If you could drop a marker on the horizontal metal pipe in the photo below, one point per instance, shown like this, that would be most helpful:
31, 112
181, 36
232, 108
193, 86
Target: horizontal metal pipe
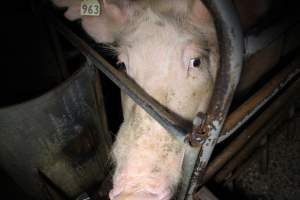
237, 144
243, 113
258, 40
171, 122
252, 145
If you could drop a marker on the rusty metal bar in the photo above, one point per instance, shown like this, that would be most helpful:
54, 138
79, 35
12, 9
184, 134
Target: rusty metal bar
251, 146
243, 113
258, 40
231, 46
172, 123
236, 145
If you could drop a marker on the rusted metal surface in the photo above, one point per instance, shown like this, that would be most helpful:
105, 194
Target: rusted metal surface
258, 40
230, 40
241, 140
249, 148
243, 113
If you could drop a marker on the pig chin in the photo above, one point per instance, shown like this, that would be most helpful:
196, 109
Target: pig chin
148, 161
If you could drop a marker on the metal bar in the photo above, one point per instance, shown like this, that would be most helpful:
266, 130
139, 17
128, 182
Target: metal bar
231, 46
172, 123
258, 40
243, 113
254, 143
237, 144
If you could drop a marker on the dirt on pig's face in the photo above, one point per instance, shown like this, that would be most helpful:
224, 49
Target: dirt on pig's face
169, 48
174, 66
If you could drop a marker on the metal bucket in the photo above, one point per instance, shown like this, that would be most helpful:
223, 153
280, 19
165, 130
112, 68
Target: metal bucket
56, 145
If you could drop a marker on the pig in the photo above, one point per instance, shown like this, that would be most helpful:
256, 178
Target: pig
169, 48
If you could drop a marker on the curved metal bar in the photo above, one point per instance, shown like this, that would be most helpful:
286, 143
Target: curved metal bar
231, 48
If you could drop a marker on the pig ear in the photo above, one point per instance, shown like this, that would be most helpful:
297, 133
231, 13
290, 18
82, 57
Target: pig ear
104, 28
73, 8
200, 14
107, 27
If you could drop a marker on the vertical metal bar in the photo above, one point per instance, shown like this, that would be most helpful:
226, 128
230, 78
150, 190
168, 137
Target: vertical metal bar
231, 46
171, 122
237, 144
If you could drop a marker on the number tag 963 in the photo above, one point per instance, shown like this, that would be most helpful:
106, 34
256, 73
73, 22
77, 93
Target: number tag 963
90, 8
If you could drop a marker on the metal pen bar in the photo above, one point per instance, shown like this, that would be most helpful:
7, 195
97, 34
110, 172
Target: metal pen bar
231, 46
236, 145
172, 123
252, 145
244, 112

★ ★ ★ ★ ★ ★ ★

**Instructions for the task**
Copy the rows from the line containing "If you could drop a marker on the metal pen" through the end of the rows, requests included. Multiply every point coordinate in the answers by 1.75 and round each to a whole number, rounding halves up, while leaving the requests and their sample points unchanged.

**Output**
If you could drop a marker on the metal pen bar in the photo above, one point per instance, shown like this, that would be most helpful:
7, 195
97, 34
110, 172
Target: metal pen bar
404, 81
413, 254
301, 215
441, 254
427, 196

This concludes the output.